### Texto selecionado:
____________

Entre as histórias recolhidas pelo estudo está a de Teresa Falcão, de Moura, no Alentejo. Herdou um pomar de citrinos do pai, mas o processo de transmissão de propriedade — contestado por um tío afastado — já vai em 16 anos. Hoje, metade das árvores está morta e a outra metade foi invadida por silvas. “Aquilo que era para ser um novo começo para a minha família tornou-se num poço sem fundo. E o mais revoltante é que a culpa não é nossa”.
Em Faro, um casal de pequenos empresários viu a falência da sua loja ser agravada por um processo de despejo que levou 7 anos a ser resolvido. “Perdemos tudo à espera de uma decisão. E quando veio, já não havia nada para recuperar”, afirma Manuel Rocha, ex-proprietário da loja "Casa do Sul".
A ministra da Justiça, Rita Júdice, anunciou em Outubro de 2023 um novo pacote de 60 milhões de euros destinado à modernização dos tribunais, com prioridade para a transição digital, simplificação processual e contratação de magistrados. Contudo, fontes internas admitem que os resultados concretos só serão visíveis a partir de 2027. Segundo o relatório da Inspeção-Geral dos Serviços de Justiça (IGSJ), publicado em fevereiro de 2024, cerca de 31% dos investimentos anteriores não foram sequer executados, o que gera desconfiança no terreno.

____________

### Linhas do conjunto:
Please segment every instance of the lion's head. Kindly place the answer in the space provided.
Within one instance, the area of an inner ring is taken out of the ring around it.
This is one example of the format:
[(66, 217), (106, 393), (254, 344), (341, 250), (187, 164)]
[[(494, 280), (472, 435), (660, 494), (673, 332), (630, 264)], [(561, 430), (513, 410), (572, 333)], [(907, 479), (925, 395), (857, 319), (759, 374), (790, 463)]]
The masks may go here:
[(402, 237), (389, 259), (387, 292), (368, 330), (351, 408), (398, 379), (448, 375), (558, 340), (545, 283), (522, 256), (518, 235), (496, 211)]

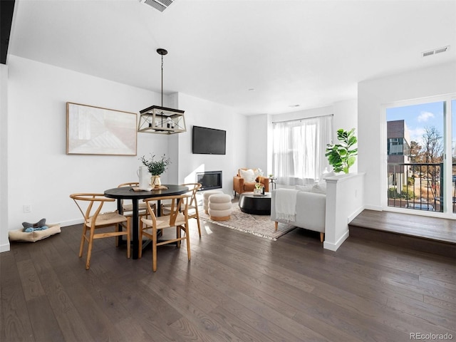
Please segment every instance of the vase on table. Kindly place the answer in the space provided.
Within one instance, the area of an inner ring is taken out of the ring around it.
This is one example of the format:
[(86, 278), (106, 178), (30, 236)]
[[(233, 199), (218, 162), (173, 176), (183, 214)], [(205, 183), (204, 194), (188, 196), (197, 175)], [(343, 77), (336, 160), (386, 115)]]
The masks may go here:
[(154, 175), (150, 180), (150, 186), (152, 187), (158, 187), (162, 185), (162, 182), (160, 180), (160, 175)]

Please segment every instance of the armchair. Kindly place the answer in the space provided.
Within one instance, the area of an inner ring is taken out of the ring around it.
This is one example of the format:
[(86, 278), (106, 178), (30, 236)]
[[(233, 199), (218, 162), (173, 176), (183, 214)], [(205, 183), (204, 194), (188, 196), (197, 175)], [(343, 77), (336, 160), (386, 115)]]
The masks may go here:
[(239, 169), (237, 175), (233, 177), (234, 197), (237, 192), (240, 195), (254, 191), (256, 183), (261, 183), (265, 192), (269, 191), (269, 179), (258, 175), (258, 169)]

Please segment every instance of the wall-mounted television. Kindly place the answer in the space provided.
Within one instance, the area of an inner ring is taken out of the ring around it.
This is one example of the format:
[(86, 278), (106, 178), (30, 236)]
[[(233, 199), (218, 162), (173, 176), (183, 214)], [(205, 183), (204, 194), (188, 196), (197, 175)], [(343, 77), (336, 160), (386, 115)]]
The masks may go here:
[(227, 131), (193, 126), (192, 152), (197, 155), (224, 155), (227, 152)]

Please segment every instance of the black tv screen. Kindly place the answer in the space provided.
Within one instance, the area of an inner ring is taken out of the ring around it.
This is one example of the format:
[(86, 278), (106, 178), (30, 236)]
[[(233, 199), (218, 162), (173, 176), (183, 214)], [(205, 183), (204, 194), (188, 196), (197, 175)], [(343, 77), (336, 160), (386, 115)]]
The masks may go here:
[(192, 152), (197, 155), (226, 154), (227, 131), (193, 126)]

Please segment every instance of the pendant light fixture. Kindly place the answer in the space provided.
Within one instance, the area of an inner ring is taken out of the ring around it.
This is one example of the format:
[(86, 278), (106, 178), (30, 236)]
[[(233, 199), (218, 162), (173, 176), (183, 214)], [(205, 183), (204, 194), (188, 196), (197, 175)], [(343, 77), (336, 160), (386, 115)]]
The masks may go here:
[(186, 132), (184, 110), (163, 107), (163, 56), (168, 51), (157, 48), (157, 53), (162, 56), (162, 105), (152, 105), (140, 110), (138, 131), (161, 134)]

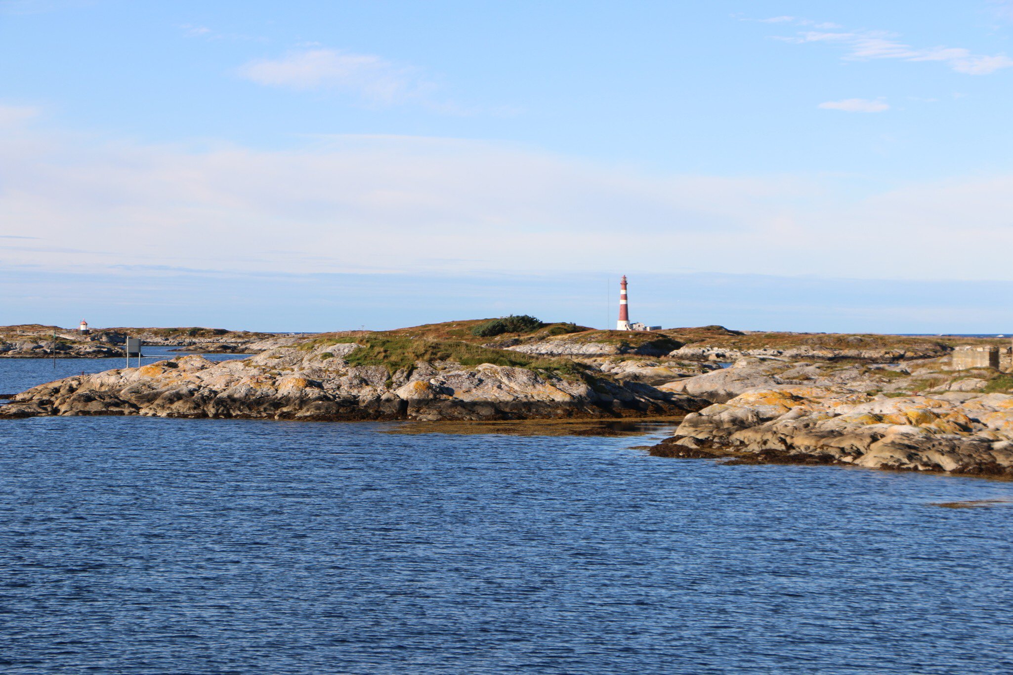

____________

### Exercícios propostos:
(a) Com base no texto selecionado, responda às seguintes perguntas:
(i) Quantos anos levou a ser resolvido o processo de despejo do casal de Faro?
(ii) Qual o valor do pacote anunciado pela ministra da Justiça para a modernização dos tribunais?
(iii) Segundo o relatório da IGSJ, que percentagem dos investimentos anteriores não foi sequer executada?
(b) Reproduza fielmente o trecho do texto selecionado entre "A ministra da" e "desconfiança no terreno.", ambos incluídos.

### Respostas aos exercícios:
(a)
(i) 7 anos.
(ii) 60 milhões de euros.
(iii) Cerca de 31%.

(b)
A ministra da Justiça, Rita Júdice, anunciou em Outubro de 2023 um novo pacote de 60 milhões de euros destinado à modernização dos tribunais, com prioridade para a transição digital, simplificação processual e contratação de magistrados. Contudo, fontes internas admitem que os resultados concretos só serão visíveis a partir de 2027. Segundo o relatório da Inspeção-Geral dos Serviços de Justiça (IGSJ), publicado em fevereiro de 2024, cerca de 31% dos investimentos anteriores não foram sequer executados, o que gera desconfiança no terreno.